## START

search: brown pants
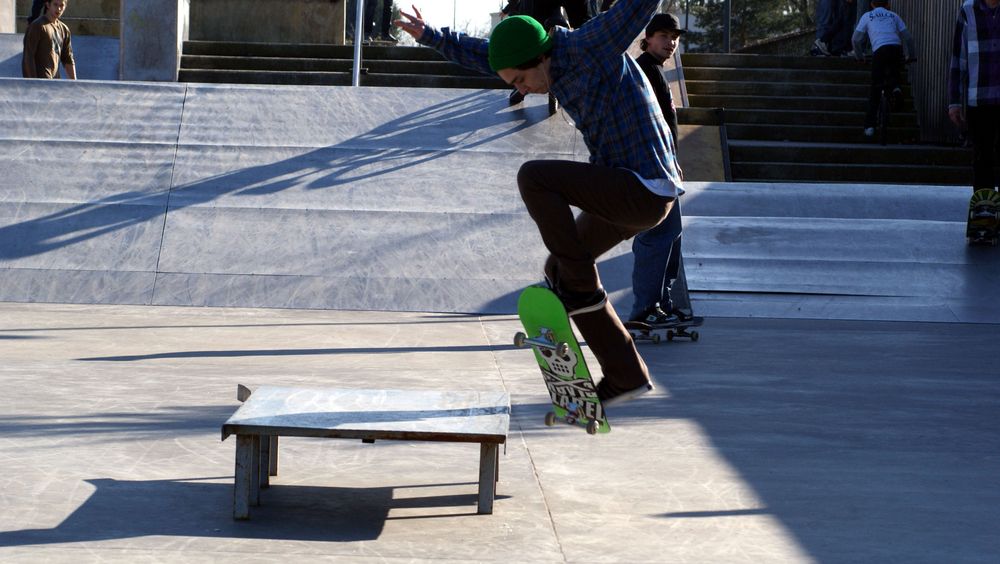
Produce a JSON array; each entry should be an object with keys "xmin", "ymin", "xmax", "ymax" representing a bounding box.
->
[{"xmin": 517, "ymin": 161, "xmax": 674, "ymax": 388}]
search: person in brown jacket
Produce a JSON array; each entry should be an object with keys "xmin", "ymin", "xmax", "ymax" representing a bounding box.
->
[{"xmin": 21, "ymin": 0, "xmax": 76, "ymax": 80}]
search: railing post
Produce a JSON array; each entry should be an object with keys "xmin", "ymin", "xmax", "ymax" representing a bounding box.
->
[
  {"xmin": 351, "ymin": 0, "xmax": 365, "ymax": 87},
  {"xmin": 722, "ymin": 0, "xmax": 733, "ymax": 53},
  {"xmin": 0, "ymin": 0, "xmax": 17, "ymax": 33}
]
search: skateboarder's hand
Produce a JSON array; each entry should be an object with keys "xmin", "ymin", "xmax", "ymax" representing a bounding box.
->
[
  {"xmin": 948, "ymin": 107, "xmax": 965, "ymax": 127},
  {"xmin": 395, "ymin": 6, "xmax": 427, "ymax": 39}
]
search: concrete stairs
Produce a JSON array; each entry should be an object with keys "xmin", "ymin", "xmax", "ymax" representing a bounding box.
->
[
  {"xmin": 180, "ymin": 41, "xmax": 505, "ymax": 88},
  {"xmin": 683, "ymin": 54, "xmax": 971, "ymax": 185}
]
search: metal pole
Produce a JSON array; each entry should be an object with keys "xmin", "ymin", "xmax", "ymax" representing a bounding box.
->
[
  {"xmin": 722, "ymin": 0, "xmax": 733, "ymax": 53},
  {"xmin": 684, "ymin": 0, "xmax": 691, "ymax": 53},
  {"xmin": 351, "ymin": 0, "xmax": 366, "ymax": 87}
]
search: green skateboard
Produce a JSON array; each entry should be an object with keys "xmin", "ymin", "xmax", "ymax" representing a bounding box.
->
[
  {"xmin": 965, "ymin": 189, "xmax": 1000, "ymax": 247},
  {"xmin": 514, "ymin": 286, "xmax": 611, "ymax": 435}
]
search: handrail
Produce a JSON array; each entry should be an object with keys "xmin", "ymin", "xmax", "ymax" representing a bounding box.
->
[{"xmin": 351, "ymin": 0, "xmax": 365, "ymax": 87}]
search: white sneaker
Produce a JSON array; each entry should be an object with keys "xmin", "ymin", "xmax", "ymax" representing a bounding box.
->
[{"xmin": 813, "ymin": 39, "xmax": 830, "ymax": 57}]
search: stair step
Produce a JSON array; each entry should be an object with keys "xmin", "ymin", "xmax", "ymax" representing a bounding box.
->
[
  {"xmin": 178, "ymin": 68, "xmax": 351, "ymax": 86},
  {"xmin": 725, "ymin": 108, "xmax": 917, "ymax": 129},
  {"xmin": 681, "ymin": 53, "xmax": 871, "ymax": 72},
  {"xmin": 181, "ymin": 55, "xmax": 492, "ymax": 77},
  {"xmin": 730, "ymin": 161, "xmax": 972, "ymax": 185},
  {"xmin": 183, "ymin": 41, "xmax": 445, "ymax": 61},
  {"xmin": 684, "ymin": 79, "xmax": 910, "ymax": 98},
  {"xmin": 729, "ymin": 140, "xmax": 972, "ymax": 168},
  {"xmin": 179, "ymin": 69, "xmax": 508, "ymax": 89},
  {"xmin": 726, "ymin": 123, "xmax": 920, "ymax": 144},
  {"xmin": 688, "ymin": 92, "xmax": 868, "ymax": 112},
  {"xmin": 684, "ymin": 67, "xmax": 871, "ymax": 85}
]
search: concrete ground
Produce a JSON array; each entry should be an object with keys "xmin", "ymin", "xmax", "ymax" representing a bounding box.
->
[
  {"xmin": 0, "ymin": 303, "xmax": 1000, "ymax": 562},
  {"xmin": 0, "ymin": 68, "xmax": 1000, "ymax": 563}
]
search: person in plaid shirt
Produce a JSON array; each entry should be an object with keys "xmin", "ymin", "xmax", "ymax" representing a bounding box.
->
[
  {"xmin": 948, "ymin": 0, "xmax": 1000, "ymax": 190},
  {"xmin": 397, "ymin": 0, "xmax": 681, "ymax": 405}
]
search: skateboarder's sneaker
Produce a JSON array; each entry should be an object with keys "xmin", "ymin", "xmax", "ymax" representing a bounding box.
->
[
  {"xmin": 507, "ymin": 88, "xmax": 524, "ymax": 106},
  {"xmin": 555, "ymin": 288, "xmax": 608, "ymax": 317},
  {"xmin": 629, "ymin": 306, "xmax": 680, "ymax": 327},
  {"xmin": 597, "ymin": 377, "xmax": 653, "ymax": 407}
]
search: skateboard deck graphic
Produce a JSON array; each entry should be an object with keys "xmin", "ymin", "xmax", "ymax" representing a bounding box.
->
[
  {"xmin": 965, "ymin": 189, "xmax": 1000, "ymax": 246},
  {"xmin": 514, "ymin": 286, "xmax": 611, "ymax": 435},
  {"xmin": 625, "ymin": 316, "xmax": 705, "ymax": 344}
]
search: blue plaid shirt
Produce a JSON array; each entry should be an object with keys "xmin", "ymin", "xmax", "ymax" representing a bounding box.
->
[
  {"xmin": 948, "ymin": 0, "xmax": 1000, "ymax": 107},
  {"xmin": 419, "ymin": 0, "xmax": 681, "ymax": 196}
]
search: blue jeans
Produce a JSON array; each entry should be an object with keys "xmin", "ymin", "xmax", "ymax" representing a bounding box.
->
[
  {"xmin": 629, "ymin": 199, "xmax": 691, "ymax": 319},
  {"xmin": 816, "ymin": 0, "xmax": 843, "ymax": 41}
]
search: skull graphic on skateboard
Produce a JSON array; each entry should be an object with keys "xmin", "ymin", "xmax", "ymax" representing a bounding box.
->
[
  {"xmin": 965, "ymin": 188, "xmax": 1000, "ymax": 247},
  {"xmin": 514, "ymin": 286, "xmax": 611, "ymax": 435}
]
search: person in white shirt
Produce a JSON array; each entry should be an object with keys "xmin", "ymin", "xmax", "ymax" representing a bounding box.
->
[{"xmin": 852, "ymin": 0, "xmax": 916, "ymax": 137}]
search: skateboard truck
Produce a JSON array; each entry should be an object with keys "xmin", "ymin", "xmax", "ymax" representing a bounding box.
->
[{"xmin": 514, "ymin": 327, "xmax": 569, "ymax": 356}]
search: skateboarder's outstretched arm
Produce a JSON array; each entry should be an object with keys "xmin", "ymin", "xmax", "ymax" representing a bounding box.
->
[
  {"xmin": 396, "ymin": 0, "xmax": 660, "ymax": 74},
  {"xmin": 396, "ymin": 6, "xmax": 495, "ymax": 75}
]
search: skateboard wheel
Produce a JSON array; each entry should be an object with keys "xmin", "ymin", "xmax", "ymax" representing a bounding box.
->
[{"xmin": 514, "ymin": 331, "xmax": 528, "ymax": 348}]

## END

Stated exercise ->
Identify every line in the data above that contains the string "sneaker", matching case exactly, and copy each of those lines.

Solution for this task ->
search: white sneaker
search: skateboarder's sneaker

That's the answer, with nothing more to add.